> **HOW TO COMPLETE THIS TASK**
Continue the blog post about removing comments from a blog and sending readers to sites like reddit to comment, starting right after its final sentence.

-------- READING TEXT

Outsourced Blog Comments
↩ ↪November 28, 2008
Update 2011/08/16: This post is about an older version of the blog. I used to use WordPress and redesigned the template a while back.
I just finished redoing the template for this here blog thing, and the most significant change is that there are no longer comments on it.
I reached this decision starting from a simple engineering observation: a good piece of software does few things and does them well. A program shouldn’t re-invent things, and it certainly shouldn’t re-invent them poorly. Looking at it like that, it’s obvious that the core feature of the blog is my text (whether that feature sucks or not I’ll leave up to you). The comment engine is peripheral, and, frankly, not very well done. There’s no threading, up/down-voting, user information, good formatting, etc. It’s pretty lame.
So I figured it would be better to re-use an existing comment system. Reddit is open source so I could, in theory, use that. But thinking about it a bit more, the obvious problem is that the best feature of reddit (and digg’s, dzone’s, etc.) comment systems isn’t the code, it’s the people. So the solution is simple: take comments off my blog and just direct people to comment on one of those sites. Odds are good that they’re already a member of one or more of them anyway so there’s isn’t a lot of hassle there.

----------------
-------- GIVEN RECORDS

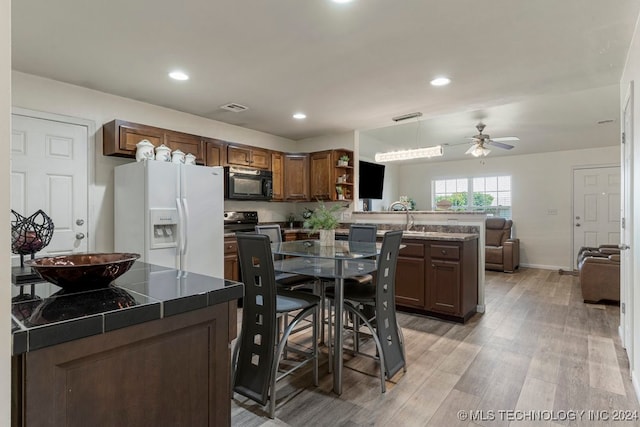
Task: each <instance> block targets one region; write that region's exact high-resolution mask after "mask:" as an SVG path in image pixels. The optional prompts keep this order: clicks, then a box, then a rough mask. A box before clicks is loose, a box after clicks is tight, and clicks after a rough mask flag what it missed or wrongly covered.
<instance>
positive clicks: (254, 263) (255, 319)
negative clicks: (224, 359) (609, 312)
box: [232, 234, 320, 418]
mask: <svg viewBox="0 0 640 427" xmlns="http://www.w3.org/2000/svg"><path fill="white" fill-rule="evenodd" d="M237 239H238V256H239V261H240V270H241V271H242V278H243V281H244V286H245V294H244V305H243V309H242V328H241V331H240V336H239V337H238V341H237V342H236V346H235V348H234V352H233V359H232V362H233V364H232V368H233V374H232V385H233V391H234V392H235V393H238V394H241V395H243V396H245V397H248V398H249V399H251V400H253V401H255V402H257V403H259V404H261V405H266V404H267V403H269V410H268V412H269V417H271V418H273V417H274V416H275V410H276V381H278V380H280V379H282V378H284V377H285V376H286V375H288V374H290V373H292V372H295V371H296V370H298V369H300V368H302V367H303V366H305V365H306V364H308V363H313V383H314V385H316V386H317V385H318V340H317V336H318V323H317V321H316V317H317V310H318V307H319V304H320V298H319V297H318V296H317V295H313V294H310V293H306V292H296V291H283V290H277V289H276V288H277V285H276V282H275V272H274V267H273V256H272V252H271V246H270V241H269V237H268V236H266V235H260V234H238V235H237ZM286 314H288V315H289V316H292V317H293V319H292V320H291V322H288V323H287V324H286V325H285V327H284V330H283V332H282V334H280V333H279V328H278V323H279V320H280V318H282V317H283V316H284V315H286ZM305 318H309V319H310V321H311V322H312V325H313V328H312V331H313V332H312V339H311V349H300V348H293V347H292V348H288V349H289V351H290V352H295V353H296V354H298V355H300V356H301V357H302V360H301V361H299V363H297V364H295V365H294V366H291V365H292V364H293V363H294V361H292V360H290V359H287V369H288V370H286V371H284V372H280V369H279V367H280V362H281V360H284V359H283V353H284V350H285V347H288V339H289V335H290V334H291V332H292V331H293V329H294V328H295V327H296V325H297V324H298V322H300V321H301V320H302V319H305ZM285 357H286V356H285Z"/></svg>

----------------
-------- GIVEN RECORDS

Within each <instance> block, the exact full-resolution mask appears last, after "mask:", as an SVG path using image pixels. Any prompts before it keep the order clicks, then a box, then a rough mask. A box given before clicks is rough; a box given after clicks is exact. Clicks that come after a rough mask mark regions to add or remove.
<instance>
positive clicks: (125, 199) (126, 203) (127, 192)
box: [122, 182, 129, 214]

----------------
-------- GIVEN RECORDS

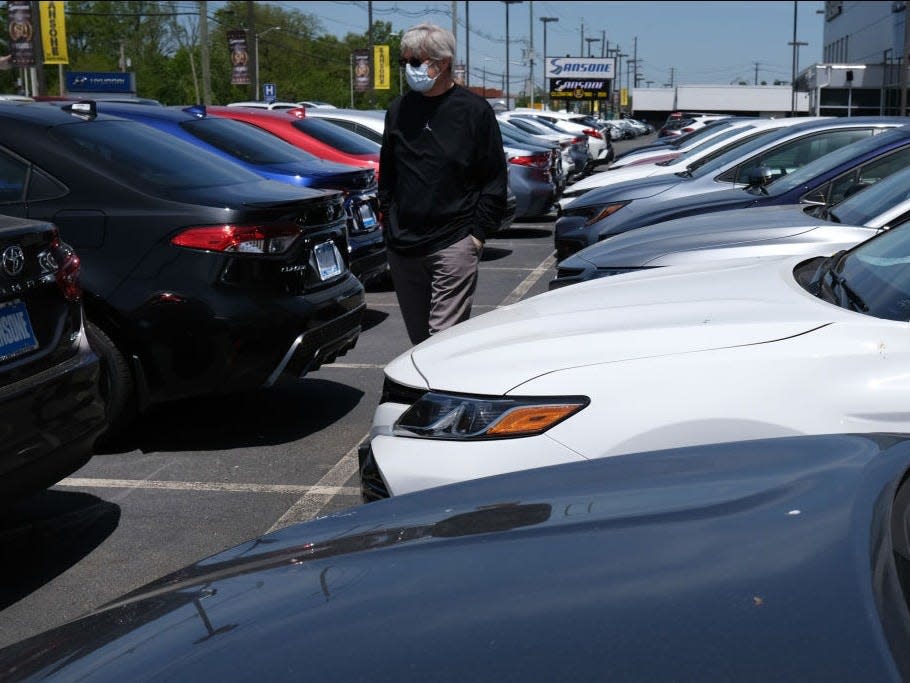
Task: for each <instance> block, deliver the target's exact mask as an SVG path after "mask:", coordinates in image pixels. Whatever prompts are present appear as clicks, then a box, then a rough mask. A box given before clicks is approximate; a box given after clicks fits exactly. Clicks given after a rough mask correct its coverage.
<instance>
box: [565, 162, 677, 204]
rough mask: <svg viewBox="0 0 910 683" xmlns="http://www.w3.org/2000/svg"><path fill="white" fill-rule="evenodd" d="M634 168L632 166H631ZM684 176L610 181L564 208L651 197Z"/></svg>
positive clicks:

----------------

> **ANSWER TO THIS PROBLEM**
Downsides
One of the obvious downsides is that conversation about what I write is no longer on my territory. I lose the ability to moderate them or decide how long they’re online. If reddit kills the thread for one of my posts there’s nothing I can do about it. If some guy on digg thinks I’m an ass, I’m powerless to silence him.
If I cared about traffic or “stickiness” or something it might also bother me that people will no longer come to my site to see further comments. They’ll go to reddit, or digg, or wherever.
But I don’t care about any of those. Honestly, traffic to my server is a net negative. Bandwidth costs me money. What motivates me is writing, and having people read it and discuss it. Deleting spam comments is not how I get my rocks off.
Upside
From that perspective, offloading comments makes a lot of sense. My little Wordpress blog can’t hope to provide a comment UI anywhere near as good as most news aggregators out there. Every time I saw someone posting a comment with code on my blog followed by another comment apologizing for the way WordPress ate its formatting, I cringed. Now I don’t have that problem: reddit has Markdown.
Likewise, I don’t have to moderate comments anymore. News aggregators are centered almost precisely on that problem and they do it far better than I can.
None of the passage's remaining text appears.